--- start Text passage ---
‘Sport is not the end all and be all in life’ School report 1961, Barnsley


I went to Oakwell yesterday to see my football team Barnsley do battle against local rivals Sheffield Wednesday. It was even game until Wednesday scored a freak goal caused by a poor mistake by our goalkeeper. From that point onwards Barnsley fought to get back in the game and I was immersed in that struggle. An equaliser came towards the end of the game and even a chance for outright victory. The euphoria when Barnsley scored is hard to put into words. You feel such a shot of adrenaline and well-being everything else flies out of the window. Sport has this capacity to find ways for you to lose yourself and it is such a vital part of my well-being. But why? Many people I know groan at sport of any kind, others will talk of the negative aspects – drugs, competitiveness, cheating, violence and aggression – and some are just indifferent. This is my argument for having sport in my life. It’s based around four A’s – aesthetics; athleticism; adrenaline and alternatives.
--- end Text passage ---
--- start Excerpted data ---
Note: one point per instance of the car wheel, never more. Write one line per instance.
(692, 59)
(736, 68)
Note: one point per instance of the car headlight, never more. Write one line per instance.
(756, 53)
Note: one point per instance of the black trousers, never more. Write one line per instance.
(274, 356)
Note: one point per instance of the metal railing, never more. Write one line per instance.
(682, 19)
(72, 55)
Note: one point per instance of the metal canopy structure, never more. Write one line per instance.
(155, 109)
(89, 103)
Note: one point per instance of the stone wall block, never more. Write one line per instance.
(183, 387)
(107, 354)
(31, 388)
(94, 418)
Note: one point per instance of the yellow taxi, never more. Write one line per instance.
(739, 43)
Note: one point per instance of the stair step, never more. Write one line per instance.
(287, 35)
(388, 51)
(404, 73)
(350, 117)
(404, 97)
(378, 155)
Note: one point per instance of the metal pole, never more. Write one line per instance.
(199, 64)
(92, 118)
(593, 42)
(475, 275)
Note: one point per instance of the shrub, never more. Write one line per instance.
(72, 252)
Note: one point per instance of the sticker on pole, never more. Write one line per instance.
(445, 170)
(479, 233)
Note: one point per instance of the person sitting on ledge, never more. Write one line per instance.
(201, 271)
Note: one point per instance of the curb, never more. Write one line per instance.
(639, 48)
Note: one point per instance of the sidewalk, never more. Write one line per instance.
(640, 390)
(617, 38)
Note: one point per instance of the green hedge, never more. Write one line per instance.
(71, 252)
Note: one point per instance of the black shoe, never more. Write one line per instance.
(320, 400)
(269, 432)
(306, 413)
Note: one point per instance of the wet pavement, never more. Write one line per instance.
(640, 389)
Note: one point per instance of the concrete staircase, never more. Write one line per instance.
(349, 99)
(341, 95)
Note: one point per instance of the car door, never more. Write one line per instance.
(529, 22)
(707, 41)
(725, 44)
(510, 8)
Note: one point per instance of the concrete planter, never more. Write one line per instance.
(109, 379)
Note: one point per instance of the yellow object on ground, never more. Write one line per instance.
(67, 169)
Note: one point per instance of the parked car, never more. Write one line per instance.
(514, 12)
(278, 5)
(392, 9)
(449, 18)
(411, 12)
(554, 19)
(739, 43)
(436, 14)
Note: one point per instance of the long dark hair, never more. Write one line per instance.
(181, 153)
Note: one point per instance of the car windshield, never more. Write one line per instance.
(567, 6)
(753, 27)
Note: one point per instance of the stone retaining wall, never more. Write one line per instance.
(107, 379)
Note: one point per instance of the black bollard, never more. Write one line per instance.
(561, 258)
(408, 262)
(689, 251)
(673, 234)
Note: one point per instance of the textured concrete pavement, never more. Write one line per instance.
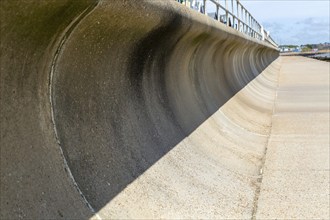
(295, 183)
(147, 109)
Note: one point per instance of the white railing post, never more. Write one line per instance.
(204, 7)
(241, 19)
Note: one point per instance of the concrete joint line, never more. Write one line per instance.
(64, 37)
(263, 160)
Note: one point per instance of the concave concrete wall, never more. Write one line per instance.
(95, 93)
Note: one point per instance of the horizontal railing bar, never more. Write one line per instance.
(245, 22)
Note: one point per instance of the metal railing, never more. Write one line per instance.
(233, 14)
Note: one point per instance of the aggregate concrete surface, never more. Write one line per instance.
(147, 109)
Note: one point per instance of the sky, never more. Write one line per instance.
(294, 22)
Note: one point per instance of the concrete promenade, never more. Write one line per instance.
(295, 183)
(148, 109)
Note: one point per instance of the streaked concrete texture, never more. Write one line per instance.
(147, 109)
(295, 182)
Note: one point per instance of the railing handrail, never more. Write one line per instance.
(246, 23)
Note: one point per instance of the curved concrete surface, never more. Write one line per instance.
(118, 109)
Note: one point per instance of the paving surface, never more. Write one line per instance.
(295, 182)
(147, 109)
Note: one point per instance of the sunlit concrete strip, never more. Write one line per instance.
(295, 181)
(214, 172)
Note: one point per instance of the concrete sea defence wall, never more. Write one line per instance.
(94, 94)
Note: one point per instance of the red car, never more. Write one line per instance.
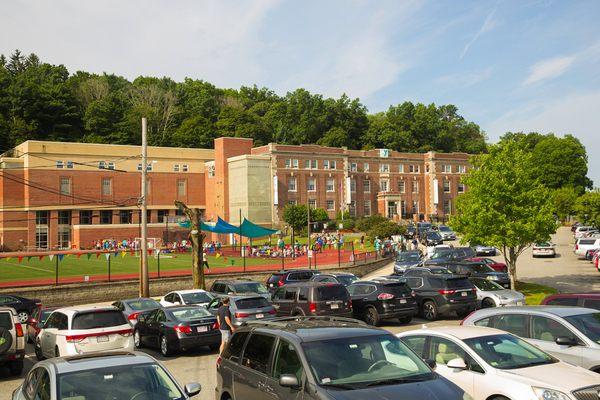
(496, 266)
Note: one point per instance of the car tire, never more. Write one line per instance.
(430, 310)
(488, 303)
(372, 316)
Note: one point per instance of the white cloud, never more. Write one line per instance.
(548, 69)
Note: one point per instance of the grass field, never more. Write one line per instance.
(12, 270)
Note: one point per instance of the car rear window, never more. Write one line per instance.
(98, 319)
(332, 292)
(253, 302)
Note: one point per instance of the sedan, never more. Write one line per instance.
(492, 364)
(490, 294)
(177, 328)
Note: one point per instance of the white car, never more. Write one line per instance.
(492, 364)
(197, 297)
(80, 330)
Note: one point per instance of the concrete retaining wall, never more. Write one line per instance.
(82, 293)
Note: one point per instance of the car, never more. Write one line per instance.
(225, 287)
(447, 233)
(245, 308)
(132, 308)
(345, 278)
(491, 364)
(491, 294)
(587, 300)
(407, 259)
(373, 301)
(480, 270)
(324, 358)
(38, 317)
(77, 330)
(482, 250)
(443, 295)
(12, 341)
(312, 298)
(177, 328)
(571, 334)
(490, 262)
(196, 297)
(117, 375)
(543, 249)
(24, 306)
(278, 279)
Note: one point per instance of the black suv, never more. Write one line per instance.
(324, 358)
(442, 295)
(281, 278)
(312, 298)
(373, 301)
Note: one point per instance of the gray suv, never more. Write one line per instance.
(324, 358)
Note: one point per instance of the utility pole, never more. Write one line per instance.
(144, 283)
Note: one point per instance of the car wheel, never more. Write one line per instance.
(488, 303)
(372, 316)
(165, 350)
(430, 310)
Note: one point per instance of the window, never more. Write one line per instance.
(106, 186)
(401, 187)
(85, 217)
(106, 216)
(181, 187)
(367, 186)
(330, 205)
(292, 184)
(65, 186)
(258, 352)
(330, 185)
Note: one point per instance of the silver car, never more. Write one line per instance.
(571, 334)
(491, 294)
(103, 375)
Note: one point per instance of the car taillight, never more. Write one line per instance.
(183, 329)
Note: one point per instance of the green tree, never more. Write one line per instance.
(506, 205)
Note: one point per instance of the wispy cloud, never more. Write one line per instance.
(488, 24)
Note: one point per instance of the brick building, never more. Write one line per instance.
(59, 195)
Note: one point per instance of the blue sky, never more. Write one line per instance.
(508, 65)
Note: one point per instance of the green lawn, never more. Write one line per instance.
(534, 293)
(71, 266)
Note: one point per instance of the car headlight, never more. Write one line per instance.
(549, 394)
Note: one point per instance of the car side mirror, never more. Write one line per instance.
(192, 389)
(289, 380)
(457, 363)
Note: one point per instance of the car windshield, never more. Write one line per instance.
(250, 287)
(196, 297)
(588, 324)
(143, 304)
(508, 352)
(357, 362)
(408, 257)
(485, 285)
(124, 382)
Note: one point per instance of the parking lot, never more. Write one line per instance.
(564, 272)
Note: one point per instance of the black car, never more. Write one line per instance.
--- end Excerpted data ---
## Parts of the exercise
[1] In the essay on sport, what are the four A's the argument is built around?
[2] Carry on with the essay on sport from its last sentence.
These lines are separate material with no connection to the essay on sport.

## The replies
[1] Aesthetics, athleticism, adrenaline and alternatives.

[2]
Sport at its best is simply another art form, beautiful to watch and often set in beautiful surroundings. The beauty of a cover drive to the boundary, the timing of a well-struck goal, the finesse of the pass at tennis, the poetry of a floor exercise in gymnastics, the perfectly weighted iron shot to inches of the golf hole, all and many more can be appreciated in their own right as worthy highlights in such games. I could not live just with this beauty, though more of that below, but I love what a plethora of art forms are contained within sporting moments. I can watch a game of cricket and wait for that one moment that lifts it out of the ordinary and enables me to just nod in satisfaction that I was there. The settings in which sport takes place are also striking on their own account. In this regard the beauty of a cricket ground like Scarborough or my local Club Tickhill CC or the landscape of a classic golf course and many many more are sketches worthy of the artist’s brushes or photographers’ gaze. So it’s perfectly possible to simply appreciate the aesthetics of sport and I do.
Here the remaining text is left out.